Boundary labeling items
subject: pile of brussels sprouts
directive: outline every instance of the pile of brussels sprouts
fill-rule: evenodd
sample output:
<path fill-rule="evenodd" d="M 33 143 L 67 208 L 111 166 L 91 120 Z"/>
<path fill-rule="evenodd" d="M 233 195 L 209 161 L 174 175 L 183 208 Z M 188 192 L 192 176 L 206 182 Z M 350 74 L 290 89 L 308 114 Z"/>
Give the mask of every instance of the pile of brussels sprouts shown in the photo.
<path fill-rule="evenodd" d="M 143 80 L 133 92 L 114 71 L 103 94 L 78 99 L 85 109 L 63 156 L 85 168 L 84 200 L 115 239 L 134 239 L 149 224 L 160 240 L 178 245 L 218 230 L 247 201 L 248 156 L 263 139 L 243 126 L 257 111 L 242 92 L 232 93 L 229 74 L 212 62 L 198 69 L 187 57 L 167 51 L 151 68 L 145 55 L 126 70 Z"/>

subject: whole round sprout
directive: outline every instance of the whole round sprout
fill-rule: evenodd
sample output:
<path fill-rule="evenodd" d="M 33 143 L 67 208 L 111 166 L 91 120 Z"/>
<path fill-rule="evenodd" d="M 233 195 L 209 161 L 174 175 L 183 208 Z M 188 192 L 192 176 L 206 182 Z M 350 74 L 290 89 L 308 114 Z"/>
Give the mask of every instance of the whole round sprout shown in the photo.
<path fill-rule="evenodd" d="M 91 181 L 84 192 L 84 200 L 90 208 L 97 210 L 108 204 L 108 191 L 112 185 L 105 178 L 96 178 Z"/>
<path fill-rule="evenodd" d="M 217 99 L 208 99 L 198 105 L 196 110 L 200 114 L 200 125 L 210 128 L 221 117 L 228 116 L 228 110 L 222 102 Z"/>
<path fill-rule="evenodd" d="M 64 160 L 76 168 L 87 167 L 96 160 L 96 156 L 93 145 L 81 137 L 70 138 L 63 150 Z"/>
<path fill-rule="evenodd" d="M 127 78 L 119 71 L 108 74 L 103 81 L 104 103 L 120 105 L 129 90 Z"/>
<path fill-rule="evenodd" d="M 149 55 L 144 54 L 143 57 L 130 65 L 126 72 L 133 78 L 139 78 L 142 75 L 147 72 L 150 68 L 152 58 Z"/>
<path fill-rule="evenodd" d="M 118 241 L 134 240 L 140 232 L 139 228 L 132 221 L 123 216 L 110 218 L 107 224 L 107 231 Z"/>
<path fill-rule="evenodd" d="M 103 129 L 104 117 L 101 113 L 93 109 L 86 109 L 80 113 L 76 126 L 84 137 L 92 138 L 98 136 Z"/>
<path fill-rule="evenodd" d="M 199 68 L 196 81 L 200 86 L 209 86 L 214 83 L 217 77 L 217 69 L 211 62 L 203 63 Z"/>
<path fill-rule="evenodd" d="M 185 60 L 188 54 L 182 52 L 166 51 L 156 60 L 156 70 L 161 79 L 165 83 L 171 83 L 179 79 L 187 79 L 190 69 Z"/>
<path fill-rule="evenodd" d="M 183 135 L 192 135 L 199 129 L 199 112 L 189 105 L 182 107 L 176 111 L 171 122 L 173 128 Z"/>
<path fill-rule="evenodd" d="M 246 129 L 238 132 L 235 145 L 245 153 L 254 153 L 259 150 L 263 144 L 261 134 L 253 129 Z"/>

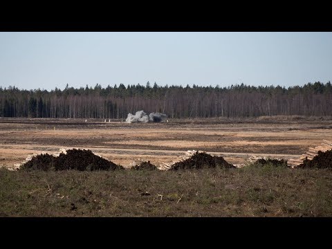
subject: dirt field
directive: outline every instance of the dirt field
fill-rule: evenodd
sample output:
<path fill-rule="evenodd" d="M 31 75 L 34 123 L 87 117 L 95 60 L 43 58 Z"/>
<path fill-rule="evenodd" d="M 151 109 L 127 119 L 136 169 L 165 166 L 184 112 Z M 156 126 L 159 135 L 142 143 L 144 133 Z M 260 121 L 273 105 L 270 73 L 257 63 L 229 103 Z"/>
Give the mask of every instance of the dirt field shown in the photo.
<path fill-rule="evenodd" d="M 89 149 L 125 167 L 133 160 L 156 165 L 171 162 L 192 149 L 241 164 L 251 155 L 298 158 L 323 139 L 332 140 L 331 120 L 113 121 L 0 118 L 0 167 L 12 167 L 33 153 L 53 153 L 60 148 Z"/>

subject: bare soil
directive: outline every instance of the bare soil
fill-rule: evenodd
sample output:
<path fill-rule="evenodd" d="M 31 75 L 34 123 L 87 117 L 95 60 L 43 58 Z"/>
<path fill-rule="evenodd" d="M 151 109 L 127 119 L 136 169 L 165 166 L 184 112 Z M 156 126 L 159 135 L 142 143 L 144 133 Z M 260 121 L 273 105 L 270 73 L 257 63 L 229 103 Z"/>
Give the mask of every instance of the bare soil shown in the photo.
<path fill-rule="evenodd" d="M 332 121 L 323 120 L 103 121 L 0 118 L 0 167 L 12 167 L 31 154 L 53 153 L 60 148 L 91 149 L 124 167 L 130 167 L 133 160 L 158 165 L 192 149 L 240 164 L 252 154 L 298 158 L 323 139 L 332 140 Z"/>

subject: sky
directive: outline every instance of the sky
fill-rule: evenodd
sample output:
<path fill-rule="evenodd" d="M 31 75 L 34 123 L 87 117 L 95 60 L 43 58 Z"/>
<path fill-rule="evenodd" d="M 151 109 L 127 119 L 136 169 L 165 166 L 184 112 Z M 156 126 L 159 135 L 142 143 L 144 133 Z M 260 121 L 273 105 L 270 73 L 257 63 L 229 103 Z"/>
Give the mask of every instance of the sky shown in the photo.
<path fill-rule="evenodd" d="M 332 80 L 332 33 L 0 33 L 0 86 L 303 86 Z"/>

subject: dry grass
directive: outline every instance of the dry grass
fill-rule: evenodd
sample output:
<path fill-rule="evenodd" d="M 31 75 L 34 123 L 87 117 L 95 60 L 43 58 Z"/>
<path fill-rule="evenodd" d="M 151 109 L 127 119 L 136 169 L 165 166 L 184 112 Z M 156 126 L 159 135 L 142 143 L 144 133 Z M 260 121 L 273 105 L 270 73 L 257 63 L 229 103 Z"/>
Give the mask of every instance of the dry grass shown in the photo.
<path fill-rule="evenodd" d="M 332 171 L 0 170 L 1 216 L 330 216 Z"/>

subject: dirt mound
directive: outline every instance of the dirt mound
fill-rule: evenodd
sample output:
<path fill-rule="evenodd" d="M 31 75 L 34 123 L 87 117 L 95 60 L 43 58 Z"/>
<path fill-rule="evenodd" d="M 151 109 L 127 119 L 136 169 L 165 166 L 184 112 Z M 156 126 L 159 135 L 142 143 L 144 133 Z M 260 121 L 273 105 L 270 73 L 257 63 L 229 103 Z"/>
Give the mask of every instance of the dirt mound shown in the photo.
<path fill-rule="evenodd" d="M 143 162 L 139 165 L 136 165 L 131 168 L 132 169 L 136 169 L 136 170 L 141 170 L 141 169 L 145 169 L 145 170 L 155 170 L 158 169 L 158 168 L 156 167 L 156 165 L 154 165 L 150 163 L 150 161 L 147 162 Z"/>
<path fill-rule="evenodd" d="M 222 156 L 212 156 L 205 152 L 196 151 L 191 158 L 172 165 L 170 170 L 215 167 L 235 168 L 236 167 L 227 163 Z"/>
<path fill-rule="evenodd" d="M 268 158 L 268 159 L 259 158 L 253 163 L 253 165 L 255 166 L 258 166 L 258 165 L 264 166 L 267 164 L 273 165 L 275 167 L 288 167 L 287 165 L 287 160 L 284 159 L 278 160 L 278 159 L 270 159 L 270 158 Z"/>
<path fill-rule="evenodd" d="M 312 160 L 304 159 L 298 168 L 332 168 L 332 149 L 325 152 L 318 151 Z"/>
<path fill-rule="evenodd" d="M 58 157 L 48 154 L 34 156 L 21 166 L 22 169 L 79 171 L 113 170 L 123 169 L 120 165 L 95 155 L 91 150 L 68 149 Z"/>
<path fill-rule="evenodd" d="M 54 168 L 54 160 L 56 158 L 48 154 L 33 156 L 30 160 L 24 163 L 20 169 L 50 170 Z"/>

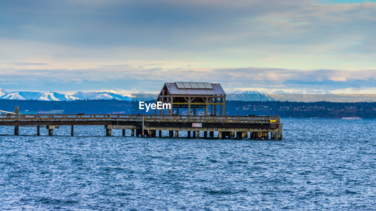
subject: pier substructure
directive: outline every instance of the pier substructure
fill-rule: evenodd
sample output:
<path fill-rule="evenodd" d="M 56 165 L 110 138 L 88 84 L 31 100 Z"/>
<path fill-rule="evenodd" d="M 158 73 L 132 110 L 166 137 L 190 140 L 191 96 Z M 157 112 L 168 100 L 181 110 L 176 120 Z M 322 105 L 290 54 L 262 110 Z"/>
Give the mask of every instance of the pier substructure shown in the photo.
<path fill-rule="evenodd" d="M 48 135 L 53 135 L 53 129 L 55 129 L 55 125 L 47 125 L 46 128 L 48 129 Z"/>
<path fill-rule="evenodd" d="M 156 130 L 159 132 L 159 136 L 161 137 L 162 131 L 164 130 L 169 131 L 168 136 L 170 137 L 179 137 L 179 131 L 187 131 L 188 137 L 192 137 L 197 139 L 208 138 L 208 137 L 214 138 L 214 132 L 218 131 L 218 138 L 220 139 L 233 138 L 235 134 L 235 138 L 239 140 L 246 138 L 265 140 L 269 139 L 279 140 L 282 139 L 282 124 L 280 122 L 278 117 L 0 115 L 0 125 L 15 127 L 16 135 L 18 134 L 18 129 L 20 126 L 36 126 L 37 134 L 39 135 L 40 126 L 46 125 L 49 130 L 49 135 L 52 136 L 56 126 L 70 125 L 71 135 L 73 135 L 75 125 L 100 125 L 104 126 L 108 136 L 111 136 L 112 130 L 120 129 L 122 131 L 123 136 L 125 135 L 125 130 L 130 130 L 131 136 L 134 136 L 135 130 L 136 136 L 141 135 L 143 137 L 155 137 Z M 200 137 L 200 133 L 202 131 L 203 135 Z"/>

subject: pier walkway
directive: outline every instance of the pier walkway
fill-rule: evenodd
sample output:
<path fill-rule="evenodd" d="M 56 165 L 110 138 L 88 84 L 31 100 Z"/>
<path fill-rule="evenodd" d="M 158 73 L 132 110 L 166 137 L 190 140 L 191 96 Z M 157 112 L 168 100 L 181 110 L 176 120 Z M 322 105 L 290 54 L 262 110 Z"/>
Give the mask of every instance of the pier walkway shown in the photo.
<path fill-rule="evenodd" d="M 159 131 L 161 137 L 162 131 L 168 130 L 169 137 L 177 137 L 179 131 L 186 131 L 188 137 L 197 139 L 200 137 L 200 132 L 203 131 L 201 137 L 204 138 L 281 140 L 282 124 L 280 120 L 279 116 L 254 116 L 0 115 L 0 126 L 14 126 L 16 135 L 18 134 L 20 126 L 36 127 L 39 135 L 40 127 L 45 125 L 49 135 L 52 136 L 53 130 L 59 125 L 71 125 L 73 136 L 74 125 L 102 125 L 107 136 L 111 136 L 112 129 L 121 129 L 123 136 L 126 130 L 130 130 L 132 136 L 135 131 L 136 136 L 155 137 Z M 214 131 L 218 131 L 217 137 L 214 137 Z"/>

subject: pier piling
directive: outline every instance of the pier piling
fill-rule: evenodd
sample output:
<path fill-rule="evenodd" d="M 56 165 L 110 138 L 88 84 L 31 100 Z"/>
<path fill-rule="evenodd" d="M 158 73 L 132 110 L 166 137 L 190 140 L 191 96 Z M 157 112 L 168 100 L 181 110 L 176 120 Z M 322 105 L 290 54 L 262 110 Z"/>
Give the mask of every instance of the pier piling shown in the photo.
<path fill-rule="evenodd" d="M 120 129 L 122 130 L 123 136 L 125 136 L 126 130 L 130 130 L 131 136 L 134 136 L 135 130 L 137 137 L 141 135 L 143 137 L 155 137 L 158 130 L 159 137 L 162 136 L 162 130 L 168 131 L 168 137 L 179 137 L 180 131 L 187 131 L 188 138 L 199 138 L 200 131 L 202 131 L 203 136 L 203 136 L 202 137 L 217 138 L 214 137 L 214 134 L 217 131 L 218 131 L 218 138 L 220 139 L 231 139 L 235 136 L 237 139 L 240 140 L 246 138 L 251 139 L 282 139 L 282 124 L 277 116 L 0 115 L 0 125 L 14 127 L 14 134 L 16 135 L 19 133 L 20 126 L 36 127 L 37 134 L 39 135 L 40 126 L 46 125 L 47 129 L 49 130 L 49 135 L 52 135 L 55 126 L 70 125 L 71 135 L 73 136 L 75 125 L 103 125 L 106 129 L 107 136 L 111 136 L 112 129 Z M 270 138 L 269 133 L 271 133 Z"/>
<path fill-rule="evenodd" d="M 14 134 L 16 136 L 18 135 L 18 129 L 19 127 L 18 125 L 14 126 Z"/>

### DIRECTION
Rewrite the part of the items that opens with the line containing "subject: pier walkway" and closes with the line containing "159 131 L 161" as a numbered list, one line per entry, omitting blank lines.

### RESULT OF THE TASK
1. subject: pier walkway
2. directive: outline every instance of the pier walkway
3. fill-rule: evenodd
4. sample output:
5. <path fill-rule="evenodd" d="M 56 165 L 110 138 L 88 84 L 31 100 Z"/>
6. <path fill-rule="evenodd" d="M 158 73 L 132 110 L 166 137 L 190 140 L 191 96 Z M 157 112 L 168 100 L 181 110 L 176 120 Z M 322 105 L 290 54 L 262 110 Z"/>
7. Give the mask of every instance of the pier walkway shown in the photo.
8. <path fill-rule="evenodd" d="M 159 131 L 161 137 L 162 131 L 168 130 L 169 137 L 177 137 L 179 131 L 186 131 L 188 137 L 197 139 L 200 137 L 200 132 L 203 131 L 201 137 L 204 138 L 281 140 L 282 124 L 280 120 L 279 116 L 254 116 L 0 115 L 0 126 L 14 126 L 16 135 L 18 134 L 20 126 L 36 127 L 39 135 L 40 127 L 45 125 L 49 135 L 52 136 L 53 130 L 59 125 L 71 125 L 73 136 L 74 125 L 102 125 L 107 136 L 111 136 L 112 129 L 121 129 L 123 136 L 126 130 L 130 130 L 132 136 L 135 131 L 136 136 L 155 137 Z M 214 131 L 218 131 L 217 137 L 214 137 Z"/>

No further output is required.